Farhad Mazhar
‘Right to food is Human Right’, With this slogan South Asia Right to Food Conference 2015 took place from 30 May to 1 June.
Unless you are aware of the global food politics manipulated by transnational companies like Monsanto, Syngenta, and others, who are desperate in monopolizing the food chain, and determined to pollute our biological environment with transgenic crops, such as Btbrinjal, you will remain confused by the deceptively appealing slogans like ‘right to food’. Indeed people have right to food, but the question is who is going produce the food for the people to realize this ‘right’? Farming communalities? No. No. That is not the idea. Farmer’s are backward and do not understand science and technology. Therefore right to food could only be achieved by agricultural policies and technological interventions in favor of transnational corporations that could effectively eliminate the farmer and the agrarian civilisation. Agriculture must be transformed into industrial food production as the West has already accomplished.
Well, what will happen to rural population whose livelihodd is agriculture and innovation of seed varieties? They are the steward vof biodiversity as well. They will be turned into ‘surplus’ population. Where these rural population, who are made ‘surplus’ by the brutal agrarian and technological policies, will go? They are, by the very process of social and technological engineering, are disposable, isn’t it? They now can survive only by selling themselves in the modern slave market. Slavery is long ago gone, but the new economic global order reproduce the tradition within the garb of development and colorful story of growth. These modern slaves, having no way to earn a livelihood in their villages must rush to the cities to sell them to the neo-liberal world market. Their price is very cheap price and they end up in Middle East, Malaysia, Delhi or other big cities to do jobs other refus to do.

• Instructions for the task: Extend the opinion piece on the right to food and corporate agriculture, picking up after its final sentence about rural migrants taking jobs others refuse to do. The material that comes next has no connection to the opinion piece on the right to food.

• Natural-language object grounding data:
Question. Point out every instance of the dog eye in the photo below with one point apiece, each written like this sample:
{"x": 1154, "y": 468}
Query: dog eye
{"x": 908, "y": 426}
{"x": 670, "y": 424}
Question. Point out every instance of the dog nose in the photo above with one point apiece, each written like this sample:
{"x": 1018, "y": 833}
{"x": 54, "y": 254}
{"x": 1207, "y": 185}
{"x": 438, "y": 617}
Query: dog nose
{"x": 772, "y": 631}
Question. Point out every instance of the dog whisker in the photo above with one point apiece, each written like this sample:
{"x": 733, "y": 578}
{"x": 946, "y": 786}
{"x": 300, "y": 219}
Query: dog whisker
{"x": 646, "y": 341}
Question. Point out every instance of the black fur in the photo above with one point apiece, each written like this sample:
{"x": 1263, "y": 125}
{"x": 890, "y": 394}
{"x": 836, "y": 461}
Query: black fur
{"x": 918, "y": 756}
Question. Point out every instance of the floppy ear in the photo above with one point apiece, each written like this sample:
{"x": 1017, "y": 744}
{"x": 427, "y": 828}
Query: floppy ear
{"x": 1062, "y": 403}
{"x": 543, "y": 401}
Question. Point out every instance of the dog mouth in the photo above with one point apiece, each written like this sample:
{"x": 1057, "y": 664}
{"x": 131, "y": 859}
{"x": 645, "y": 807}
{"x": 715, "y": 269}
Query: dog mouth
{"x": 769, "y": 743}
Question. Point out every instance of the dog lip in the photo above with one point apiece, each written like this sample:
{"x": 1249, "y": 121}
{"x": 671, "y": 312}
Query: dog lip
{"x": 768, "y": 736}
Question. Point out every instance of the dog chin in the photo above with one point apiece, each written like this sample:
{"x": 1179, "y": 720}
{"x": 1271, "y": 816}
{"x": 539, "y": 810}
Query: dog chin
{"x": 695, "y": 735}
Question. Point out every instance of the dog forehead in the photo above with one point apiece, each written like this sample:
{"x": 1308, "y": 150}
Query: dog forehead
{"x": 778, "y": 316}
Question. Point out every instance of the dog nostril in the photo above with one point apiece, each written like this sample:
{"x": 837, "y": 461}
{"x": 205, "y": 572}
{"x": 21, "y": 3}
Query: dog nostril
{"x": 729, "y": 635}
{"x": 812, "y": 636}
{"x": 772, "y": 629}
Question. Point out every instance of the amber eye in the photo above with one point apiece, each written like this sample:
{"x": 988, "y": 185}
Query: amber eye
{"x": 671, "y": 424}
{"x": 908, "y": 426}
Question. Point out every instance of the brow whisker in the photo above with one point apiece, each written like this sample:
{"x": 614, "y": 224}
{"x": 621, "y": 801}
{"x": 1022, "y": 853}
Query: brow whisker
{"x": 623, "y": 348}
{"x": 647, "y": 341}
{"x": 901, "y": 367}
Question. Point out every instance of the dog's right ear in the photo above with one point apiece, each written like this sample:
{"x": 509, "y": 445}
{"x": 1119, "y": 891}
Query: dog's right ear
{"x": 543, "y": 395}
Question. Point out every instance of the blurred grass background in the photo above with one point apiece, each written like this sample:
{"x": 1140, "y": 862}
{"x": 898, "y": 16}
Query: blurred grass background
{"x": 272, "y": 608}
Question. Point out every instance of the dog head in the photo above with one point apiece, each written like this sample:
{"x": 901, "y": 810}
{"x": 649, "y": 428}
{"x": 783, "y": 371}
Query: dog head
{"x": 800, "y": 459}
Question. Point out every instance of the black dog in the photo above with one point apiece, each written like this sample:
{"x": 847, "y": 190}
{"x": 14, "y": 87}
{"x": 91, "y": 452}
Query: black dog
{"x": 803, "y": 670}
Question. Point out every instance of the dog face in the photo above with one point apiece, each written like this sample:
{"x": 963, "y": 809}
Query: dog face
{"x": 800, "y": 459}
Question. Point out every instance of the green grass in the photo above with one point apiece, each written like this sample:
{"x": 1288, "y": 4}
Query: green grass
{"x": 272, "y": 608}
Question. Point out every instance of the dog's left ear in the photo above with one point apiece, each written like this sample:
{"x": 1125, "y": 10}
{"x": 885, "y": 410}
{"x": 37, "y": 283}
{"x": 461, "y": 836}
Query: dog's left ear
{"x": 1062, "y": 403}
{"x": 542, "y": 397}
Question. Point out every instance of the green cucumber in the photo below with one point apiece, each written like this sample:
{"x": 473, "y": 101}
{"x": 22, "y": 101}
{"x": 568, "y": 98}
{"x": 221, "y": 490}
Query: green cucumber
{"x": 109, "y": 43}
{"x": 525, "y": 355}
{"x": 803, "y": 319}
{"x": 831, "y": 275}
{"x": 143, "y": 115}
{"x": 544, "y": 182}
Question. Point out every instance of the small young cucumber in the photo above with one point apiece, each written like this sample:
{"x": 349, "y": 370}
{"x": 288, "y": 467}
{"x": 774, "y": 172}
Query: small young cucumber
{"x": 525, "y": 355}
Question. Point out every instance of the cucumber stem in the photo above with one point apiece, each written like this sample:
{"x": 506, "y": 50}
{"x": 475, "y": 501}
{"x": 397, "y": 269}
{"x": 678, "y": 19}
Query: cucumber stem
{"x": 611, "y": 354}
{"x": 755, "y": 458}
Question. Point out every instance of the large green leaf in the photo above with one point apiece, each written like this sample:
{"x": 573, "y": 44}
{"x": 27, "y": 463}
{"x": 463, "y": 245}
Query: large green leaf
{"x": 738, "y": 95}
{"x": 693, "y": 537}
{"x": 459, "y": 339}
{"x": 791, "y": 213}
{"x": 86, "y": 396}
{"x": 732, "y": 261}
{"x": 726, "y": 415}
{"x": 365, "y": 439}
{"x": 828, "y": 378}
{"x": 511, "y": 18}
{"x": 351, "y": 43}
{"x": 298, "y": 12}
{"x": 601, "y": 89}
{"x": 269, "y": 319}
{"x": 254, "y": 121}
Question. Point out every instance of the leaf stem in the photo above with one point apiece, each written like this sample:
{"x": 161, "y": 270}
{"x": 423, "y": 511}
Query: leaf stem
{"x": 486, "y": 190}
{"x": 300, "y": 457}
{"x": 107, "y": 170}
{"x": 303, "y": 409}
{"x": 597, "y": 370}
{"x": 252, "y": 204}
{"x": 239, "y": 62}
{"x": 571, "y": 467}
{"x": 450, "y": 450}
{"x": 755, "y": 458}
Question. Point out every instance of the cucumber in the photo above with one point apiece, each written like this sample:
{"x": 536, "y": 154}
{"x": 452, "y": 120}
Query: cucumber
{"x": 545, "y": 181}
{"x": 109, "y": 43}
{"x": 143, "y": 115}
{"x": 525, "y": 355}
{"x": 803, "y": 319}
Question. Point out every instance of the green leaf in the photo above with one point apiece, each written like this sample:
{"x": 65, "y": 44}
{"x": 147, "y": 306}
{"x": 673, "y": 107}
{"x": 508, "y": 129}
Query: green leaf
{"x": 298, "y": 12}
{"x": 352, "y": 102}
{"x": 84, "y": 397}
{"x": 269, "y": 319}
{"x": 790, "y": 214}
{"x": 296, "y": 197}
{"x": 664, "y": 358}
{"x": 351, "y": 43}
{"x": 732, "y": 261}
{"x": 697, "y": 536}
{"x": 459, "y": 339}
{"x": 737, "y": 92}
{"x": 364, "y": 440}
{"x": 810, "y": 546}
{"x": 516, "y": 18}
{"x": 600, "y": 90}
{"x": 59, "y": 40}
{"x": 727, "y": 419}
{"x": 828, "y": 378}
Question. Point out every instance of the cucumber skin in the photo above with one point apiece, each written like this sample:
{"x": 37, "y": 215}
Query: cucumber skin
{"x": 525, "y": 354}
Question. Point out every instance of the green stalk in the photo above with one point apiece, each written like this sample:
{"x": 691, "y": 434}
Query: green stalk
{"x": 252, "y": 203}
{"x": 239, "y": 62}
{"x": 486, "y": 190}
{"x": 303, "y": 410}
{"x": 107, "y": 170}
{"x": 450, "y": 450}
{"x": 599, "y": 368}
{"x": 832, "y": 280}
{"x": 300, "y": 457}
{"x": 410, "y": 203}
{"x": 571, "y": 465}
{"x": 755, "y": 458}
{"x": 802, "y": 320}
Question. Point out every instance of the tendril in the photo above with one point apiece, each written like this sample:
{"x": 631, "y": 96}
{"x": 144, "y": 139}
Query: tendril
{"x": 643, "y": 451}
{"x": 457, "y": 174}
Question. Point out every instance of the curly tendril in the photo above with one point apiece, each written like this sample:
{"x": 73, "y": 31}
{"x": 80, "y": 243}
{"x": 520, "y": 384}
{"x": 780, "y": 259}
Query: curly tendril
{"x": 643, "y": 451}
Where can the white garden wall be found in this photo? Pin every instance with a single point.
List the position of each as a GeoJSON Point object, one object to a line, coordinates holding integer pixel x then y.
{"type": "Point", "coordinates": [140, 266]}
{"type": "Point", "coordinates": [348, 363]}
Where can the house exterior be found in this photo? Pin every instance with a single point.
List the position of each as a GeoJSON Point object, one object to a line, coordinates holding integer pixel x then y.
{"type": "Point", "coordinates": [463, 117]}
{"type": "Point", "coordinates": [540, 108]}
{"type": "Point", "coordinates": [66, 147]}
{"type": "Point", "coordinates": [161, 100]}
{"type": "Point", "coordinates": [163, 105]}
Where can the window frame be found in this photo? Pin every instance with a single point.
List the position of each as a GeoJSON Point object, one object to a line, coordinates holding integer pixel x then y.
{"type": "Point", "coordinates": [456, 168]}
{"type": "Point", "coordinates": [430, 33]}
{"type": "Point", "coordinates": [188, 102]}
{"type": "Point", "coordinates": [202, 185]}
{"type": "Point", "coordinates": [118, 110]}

• Output:
Some will float in the Bay of Bengal and many will be trafficked out of Bangladesh only to be buried in jungles of Thailand and Malaysia. Those who will remain and will make trouble in Bangladesh will be killed as Islamic terrorists in line with the war on terror. Yes, they are disposable, they are the surplus, and they are indeed over-populated .
So do not judge humdrum of ‘food security’ without understanding the broader global picture, Or at least the ground reality of your own country such as Bangladesh. When you see big conference on ‘food security’ that has recently allowed a GMO, the genetically manipulated eggplant (Brbrinjal) for cultivation in Bangladesh knowing fully well that India and Philippines refused to do so till today, you have to think twice. If you are unable to deconstruct the full meaning of such intervention, reading glossy brochures of the conference will further blur your brain. You looked around and failed to see any farmer’s organization in such food security conference. How do you explain such absence? You can be sure that it is the conference to ensure food security by transnational companies and philanthropic-capitalist complex who work closely with the lords of biological destruction. Needless to mention, people and organization who have attend such conference are not necessarily carry the food security agenda of the transnational companies. That might be a tactical issue, and related to the organization’s strategy to deal with the reality within which they have to operate.
Despite our deep concerns and criticism, we welcome such conference. If we sound cynical it’s because It’s hard to create a space where people can participate and discuss farming, agricultural policy, science and technology critically, i.e., remaining free from the manipulation and propaganda of transnational corporations and their insatiable desire to monopolize seed and food market.